- INFORMATION:
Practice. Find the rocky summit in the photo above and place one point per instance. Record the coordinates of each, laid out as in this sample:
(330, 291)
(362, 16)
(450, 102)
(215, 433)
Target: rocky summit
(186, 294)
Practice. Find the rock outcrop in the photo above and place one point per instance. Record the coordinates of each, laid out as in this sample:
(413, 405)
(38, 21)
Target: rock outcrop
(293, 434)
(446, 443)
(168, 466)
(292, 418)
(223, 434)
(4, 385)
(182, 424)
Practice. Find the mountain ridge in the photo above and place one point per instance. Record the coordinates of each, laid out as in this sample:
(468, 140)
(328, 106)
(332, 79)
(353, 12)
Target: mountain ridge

--

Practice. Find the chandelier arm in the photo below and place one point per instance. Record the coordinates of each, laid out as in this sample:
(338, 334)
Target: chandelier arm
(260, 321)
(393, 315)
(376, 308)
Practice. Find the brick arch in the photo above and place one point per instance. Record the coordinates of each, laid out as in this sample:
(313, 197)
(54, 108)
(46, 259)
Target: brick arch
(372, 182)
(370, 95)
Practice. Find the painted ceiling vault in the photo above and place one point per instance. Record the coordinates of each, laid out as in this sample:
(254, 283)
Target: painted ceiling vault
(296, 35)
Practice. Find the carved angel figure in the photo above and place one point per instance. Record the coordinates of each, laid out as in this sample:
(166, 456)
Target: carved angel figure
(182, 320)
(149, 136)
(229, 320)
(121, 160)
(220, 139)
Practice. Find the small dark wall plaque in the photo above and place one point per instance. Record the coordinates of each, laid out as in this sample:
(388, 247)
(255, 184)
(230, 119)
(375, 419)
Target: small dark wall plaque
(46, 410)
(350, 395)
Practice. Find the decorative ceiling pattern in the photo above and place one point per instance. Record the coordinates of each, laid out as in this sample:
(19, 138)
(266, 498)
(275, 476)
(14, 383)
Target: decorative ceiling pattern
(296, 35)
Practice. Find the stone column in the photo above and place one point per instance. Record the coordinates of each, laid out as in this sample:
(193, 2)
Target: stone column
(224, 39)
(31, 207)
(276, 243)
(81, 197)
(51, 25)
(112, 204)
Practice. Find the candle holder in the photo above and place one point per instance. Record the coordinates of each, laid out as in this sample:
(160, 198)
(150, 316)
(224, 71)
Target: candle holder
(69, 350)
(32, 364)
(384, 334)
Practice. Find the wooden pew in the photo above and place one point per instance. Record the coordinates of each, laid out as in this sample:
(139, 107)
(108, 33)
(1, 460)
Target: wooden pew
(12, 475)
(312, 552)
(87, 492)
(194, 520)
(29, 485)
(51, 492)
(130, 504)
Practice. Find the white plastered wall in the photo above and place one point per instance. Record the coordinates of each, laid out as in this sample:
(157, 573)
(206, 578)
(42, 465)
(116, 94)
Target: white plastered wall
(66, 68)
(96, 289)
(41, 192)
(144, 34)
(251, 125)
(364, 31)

- WORK INSTRUCTIONS:
Which lines contain "mountain"? Copy each of them from the listing.

- WRITTEN ANSWER:
Practice. Find the mountain ridge in the photo above and place one point per instance. Record the coordinates of each, laid out as in this sample:
Target: mountain ridge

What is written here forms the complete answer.